══ Information provided ══

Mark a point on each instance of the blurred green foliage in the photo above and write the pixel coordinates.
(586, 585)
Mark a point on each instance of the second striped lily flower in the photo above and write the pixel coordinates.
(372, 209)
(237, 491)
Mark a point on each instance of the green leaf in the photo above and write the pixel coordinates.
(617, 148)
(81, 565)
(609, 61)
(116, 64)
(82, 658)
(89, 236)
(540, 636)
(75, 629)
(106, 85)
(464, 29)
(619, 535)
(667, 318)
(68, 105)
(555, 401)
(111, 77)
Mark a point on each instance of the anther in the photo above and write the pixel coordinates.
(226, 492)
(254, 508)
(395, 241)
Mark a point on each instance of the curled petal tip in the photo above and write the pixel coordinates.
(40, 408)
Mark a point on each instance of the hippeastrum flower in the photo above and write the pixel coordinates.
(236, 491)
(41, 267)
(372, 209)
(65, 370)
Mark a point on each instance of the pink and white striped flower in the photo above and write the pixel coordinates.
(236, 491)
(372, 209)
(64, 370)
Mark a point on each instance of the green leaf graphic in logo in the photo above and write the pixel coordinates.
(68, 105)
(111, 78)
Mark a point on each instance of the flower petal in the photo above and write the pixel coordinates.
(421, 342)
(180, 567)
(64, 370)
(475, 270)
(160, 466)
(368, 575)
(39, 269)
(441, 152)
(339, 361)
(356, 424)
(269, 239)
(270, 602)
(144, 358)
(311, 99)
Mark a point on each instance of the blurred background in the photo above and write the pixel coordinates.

═══

Exercise instructions. Rewrite all of the entries, changing "Mark a point on" to "Place a dot on" and keeping everything else the same.

Task solution.
Place a dot on each instance of the blurred green foliage in the photo above and write the pixel coordinates.
(586, 585)
Place a dot on each instance of the second striped lily flower in the photo above and write the pixel coordinates.
(372, 209)
(237, 491)
Place a dot on each instance of the green leaf in the photo above and write the pixel coordinates.
(617, 148)
(81, 565)
(609, 61)
(116, 64)
(82, 658)
(89, 236)
(540, 636)
(75, 629)
(106, 85)
(464, 29)
(619, 535)
(667, 318)
(68, 105)
(555, 401)
(111, 77)
Place a dot on each instance of the anther in the photo above and write the pixel coordinates.
(226, 492)
(254, 508)
(395, 241)
Place a dot on each instance of the curled petal tip in the photo above and write the pixel coordinates.
(40, 408)
Place a dot on each instance of the hippeastrum flower in the photo above and write the pixel coordinates.
(236, 491)
(41, 267)
(372, 209)
(65, 370)
Place a dot on each instance of the pink and white striped flower in the photo above and write the pixel coordinates.
(236, 491)
(372, 209)
(64, 370)
Place a dot on each instance of the green leaf graphic in logo in the photo above and write the pixel coordinates.
(68, 105)
(111, 78)
Place a dot on each instance of the flower petal in the photo above and write the pixel coordinates.
(421, 342)
(180, 567)
(64, 370)
(475, 270)
(160, 466)
(368, 575)
(39, 269)
(441, 152)
(339, 361)
(356, 424)
(269, 239)
(270, 602)
(144, 358)
(311, 99)
Place a dot on each instance of the blurred background in the photo above and write the pixel coordinates.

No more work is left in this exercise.